» **SET EXERCISE**
Reproduce each of the following rows verbatim, without altering any character.

══ EXERCISE INPUTS

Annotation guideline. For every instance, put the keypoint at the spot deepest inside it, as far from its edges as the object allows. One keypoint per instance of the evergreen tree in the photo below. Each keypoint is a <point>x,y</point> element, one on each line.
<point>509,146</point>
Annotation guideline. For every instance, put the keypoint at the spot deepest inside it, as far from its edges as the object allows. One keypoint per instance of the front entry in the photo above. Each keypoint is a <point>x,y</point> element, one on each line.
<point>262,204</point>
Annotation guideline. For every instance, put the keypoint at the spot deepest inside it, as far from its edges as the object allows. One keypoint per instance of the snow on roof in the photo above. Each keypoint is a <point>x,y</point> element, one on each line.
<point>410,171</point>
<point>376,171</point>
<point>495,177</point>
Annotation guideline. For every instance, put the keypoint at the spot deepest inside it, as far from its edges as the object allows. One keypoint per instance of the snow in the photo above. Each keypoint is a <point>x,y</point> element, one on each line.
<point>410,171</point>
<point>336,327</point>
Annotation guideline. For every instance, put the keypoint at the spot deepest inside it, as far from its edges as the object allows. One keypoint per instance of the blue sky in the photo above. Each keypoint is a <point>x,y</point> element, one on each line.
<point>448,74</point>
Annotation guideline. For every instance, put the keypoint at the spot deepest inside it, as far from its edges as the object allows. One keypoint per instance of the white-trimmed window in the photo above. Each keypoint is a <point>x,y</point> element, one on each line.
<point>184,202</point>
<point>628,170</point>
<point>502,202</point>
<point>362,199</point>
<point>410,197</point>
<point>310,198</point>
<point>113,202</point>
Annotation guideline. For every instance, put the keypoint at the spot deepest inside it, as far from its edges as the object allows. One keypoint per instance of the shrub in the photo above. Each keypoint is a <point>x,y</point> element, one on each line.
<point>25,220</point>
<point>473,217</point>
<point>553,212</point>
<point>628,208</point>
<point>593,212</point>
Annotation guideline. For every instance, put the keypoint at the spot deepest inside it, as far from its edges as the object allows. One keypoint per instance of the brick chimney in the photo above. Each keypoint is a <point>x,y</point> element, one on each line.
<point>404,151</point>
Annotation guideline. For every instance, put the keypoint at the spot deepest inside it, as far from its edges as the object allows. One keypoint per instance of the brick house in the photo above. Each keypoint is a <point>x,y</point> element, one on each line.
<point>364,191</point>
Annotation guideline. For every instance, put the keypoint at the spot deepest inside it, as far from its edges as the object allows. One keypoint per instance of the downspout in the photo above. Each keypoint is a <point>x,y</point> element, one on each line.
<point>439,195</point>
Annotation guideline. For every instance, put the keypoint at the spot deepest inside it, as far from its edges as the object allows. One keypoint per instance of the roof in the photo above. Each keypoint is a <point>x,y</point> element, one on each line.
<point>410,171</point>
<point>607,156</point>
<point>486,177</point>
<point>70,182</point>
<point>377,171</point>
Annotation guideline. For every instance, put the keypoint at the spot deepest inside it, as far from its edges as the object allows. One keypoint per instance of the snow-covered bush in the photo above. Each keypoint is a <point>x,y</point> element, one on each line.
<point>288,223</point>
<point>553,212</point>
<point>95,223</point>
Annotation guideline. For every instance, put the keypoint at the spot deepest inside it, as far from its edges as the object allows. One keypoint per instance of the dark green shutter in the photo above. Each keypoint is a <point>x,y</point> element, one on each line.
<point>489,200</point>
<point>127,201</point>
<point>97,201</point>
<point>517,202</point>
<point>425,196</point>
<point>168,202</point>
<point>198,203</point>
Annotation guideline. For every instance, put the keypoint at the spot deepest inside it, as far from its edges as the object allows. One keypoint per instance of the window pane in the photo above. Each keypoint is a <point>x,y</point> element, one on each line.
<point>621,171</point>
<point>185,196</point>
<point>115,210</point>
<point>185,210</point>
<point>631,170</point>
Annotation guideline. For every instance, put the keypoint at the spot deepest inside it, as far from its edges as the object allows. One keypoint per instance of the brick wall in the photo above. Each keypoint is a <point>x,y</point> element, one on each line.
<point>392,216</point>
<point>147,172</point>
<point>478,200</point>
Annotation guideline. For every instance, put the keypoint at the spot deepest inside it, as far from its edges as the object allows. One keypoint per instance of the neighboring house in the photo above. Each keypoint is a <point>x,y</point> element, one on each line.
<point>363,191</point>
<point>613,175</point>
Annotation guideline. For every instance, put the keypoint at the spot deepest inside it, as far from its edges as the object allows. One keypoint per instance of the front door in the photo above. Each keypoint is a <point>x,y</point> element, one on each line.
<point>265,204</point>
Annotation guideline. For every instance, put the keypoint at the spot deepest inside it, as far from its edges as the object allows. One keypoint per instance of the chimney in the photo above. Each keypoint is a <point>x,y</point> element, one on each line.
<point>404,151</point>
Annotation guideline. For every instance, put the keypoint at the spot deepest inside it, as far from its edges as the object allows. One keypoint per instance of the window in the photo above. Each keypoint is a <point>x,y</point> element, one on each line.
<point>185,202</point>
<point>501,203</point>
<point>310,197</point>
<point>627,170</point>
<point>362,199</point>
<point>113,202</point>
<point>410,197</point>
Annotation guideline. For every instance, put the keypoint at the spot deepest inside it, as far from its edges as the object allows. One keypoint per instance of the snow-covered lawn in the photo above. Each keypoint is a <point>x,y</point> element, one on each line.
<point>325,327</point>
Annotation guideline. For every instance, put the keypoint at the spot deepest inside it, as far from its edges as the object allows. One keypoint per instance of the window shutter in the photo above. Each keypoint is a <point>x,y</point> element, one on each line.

════

» **SOLVED PROBLEM**
Annotation guideline. For every instance, put the keypoint at the spot deepest inside it, as far from its edges as the object allows. One keypoint per instance of the evergreen tree in the photo below. Each keypoint is a <point>x,y</point> element, one on each line.
<point>509,146</point>
Annotation guideline. For every instance, put the keypoint at the spot deepest inside it, as far from its edges as the object allows. One keypoint per instance of the front entry in the photo above. Each keypoint is a <point>x,y</point> element, one on each line.
<point>262,204</point>
Annotation guideline. For every instance, put the keypoint at the spot deepest inside it, as far from its edges as the object allows. One keypoint per instance of the snow on roof in the photo above. Each keypoint is a <point>x,y</point> element, one on each line.
<point>410,171</point>
<point>376,171</point>
<point>495,177</point>
Annotation guideline. For every instance, put the keypoint at the spot deepest inside it, as far from its edges as the object allows. One keypoint per instance of the snow in the photo above. Each keypoint is a <point>x,y</point> element, one on each line.
<point>410,171</point>
<point>336,327</point>
Annotation guideline. For every instance, put the keypoint at the spot deepest inside it, as far from its edges as the object allows. One keypoint per instance of the blue sky in the photo above. Each keypoint is a <point>x,y</point> element, one on each line.
<point>448,74</point>
Annotation guideline. For every instance, put the keypoint at the spot deepest inside it, as far from its edges as the object allows. One keypoint per instance of the white-trimmed window in the photo above. Each keypoint is a <point>x,y</point> element, one on each line.
<point>184,202</point>
<point>628,170</point>
<point>502,202</point>
<point>362,199</point>
<point>410,197</point>
<point>310,198</point>
<point>113,202</point>
Annotation guideline. For every instance, put the keypoint at the spot deepest inside it, as far from its edges as the object allows. One keypoint per instance of the shrub in the photo above. Each keypoint is a <point>x,y</point> element, one on each line.
<point>25,220</point>
<point>473,217</point>
<point>553,212</point>
<point>628,208</point>
<point>593,212</point>
Annotation guideline. For every instance, put the keypoint at the spot deepest inside it, as far from its edges as the object allows. One keypoint per instance of the brick chimney in the photo above. Each keypoint is a <point>x,y</point> element, one on each line.
<point>404,151</point>
Annotation guideline. For every instance, put the keypoint at the spot deepest inside it, as far from its edges as the object allows. One keypoint per instance of the brick house in the photo above. Each keypoint is a <point>x,y</point> element, one on each line.
<point>364,191</point>
Annotation guideline. For every instance, put the keypoint at the spot deepest inside it, as far from its edges as the object allows. One keypoint per instance of the downspout in the photo above. Each keypoint is a <point>x,y</point> element, one on each line.
<point>439,195</point>
Annotation guideline. For every instance, put the keypoint at the spot deepest inside it, as far from its edges as the object allows. One keypoint per instance of the roof in the photo above. Each keypoint is a <point>x,y</point> element, one on each line.
<point>410,171</point>
<point>607,156</point>
<point>486,177</point>
<point>70,182</point>
<point>377,171</point>
Annotation guideline. For every instance, put the keypoint at the spot deepest inside it, as far from its edges as the object allows. One keypoint per instance of the snow-covered bush in the photo above. Each keypoint is a <point>x,y</point> element, one on each line.
<point>288,223</point>
<point>553,212</point>
<point>95,223</point>
Annotation guideline. For every instance, put the keypoint at the spot deepest inside it, as far from its edges as the object allows. One keypoint per instance of the dark green shutter in the photo above. Each keypoint is a <point>x,y</point> element, one on each line.
<point>489,200</point>
<point>127,201</point>
<point>97,201</point>
<point>517,202</point>
<point>425,196</point>
<point>168,202</point>
<point>198,203</point>
Annotation guideline. For every instance, put the keypoint at the spot deepest inside it, as far from its edges as the object allows. One keypoint per instance of the window pane in the photo above. Each keypoint is a <point>x,y</point> element, one on each line.
<point>621,171</point>
<point>185,196</point>
<point>115,210</point>
<point>185,210</point>
<point>631,170</point>
Annotation guideline. For every instance, put the keypoint at the spot deepest inside it, as far from its edges as the object allows. One keypoint per instance of the brick wall in the photo above. Each keypoint is a <point>x,y</point> element, one on each line.
<point>392,216</point>
<point>147,172</point>
<point>478,200</point>
Annotation guideline. For every instance, put the keypoint at the spot deepest inside it, as far from its edges as the object allows. One keypoint per instance of the neighboring house in the photo above. Each keypoint is a <point>x,y</point> element, one on each line.
<point>363,191</point>
<point>613,175</point>
Annotation guideline. For every instance, put the keypoint at the spot deepest inside it, as far from its edges as the object allows. One keypoint per instance of the front door in the photo above. Each keypoint is a <point>x,y</point> element, one on each line.
<point>265,204</point>
Annotation guideline. For every instance, put the keypoint at the spot deepest inside it, as far from its edges as the object allows. One keypoint per instance of the chimney in the photo above. Each keypoint is a <point>x,y</point> element, one on each line.
<point>404,151</point>
Annotation guideline. For every instance, put the keypoint at the spot deepest inside it, as far from its edges as the object allows. One keypoint per instance of the window in the photo above. Each keypoint is a <point>x,y</point> element, one on each line.
<point>185,202</point>
<point>501,203</point>
<point>310,197</point>
<point>627,170</point>
<point>362,199</point>
<point>113,202</point>
<point>410,197</point>
Annotation guideline. For every instance, put the keypoint at the spot deepest inside it, as far from its edges as the object allows. One keypoint per instance of the snow-covered lawn in the photo above. Each keypoint is a <point>x,y</point> element, one on each line.
<point>325,327</point>
Annotation guideline. For every instance, put the keypoint at the spot deepest inside it, as far from its edges as the object allows. One keypoint per instance of the window shutter in the photo above. Each keypoint is a <point>x,y</point> element, one on each line.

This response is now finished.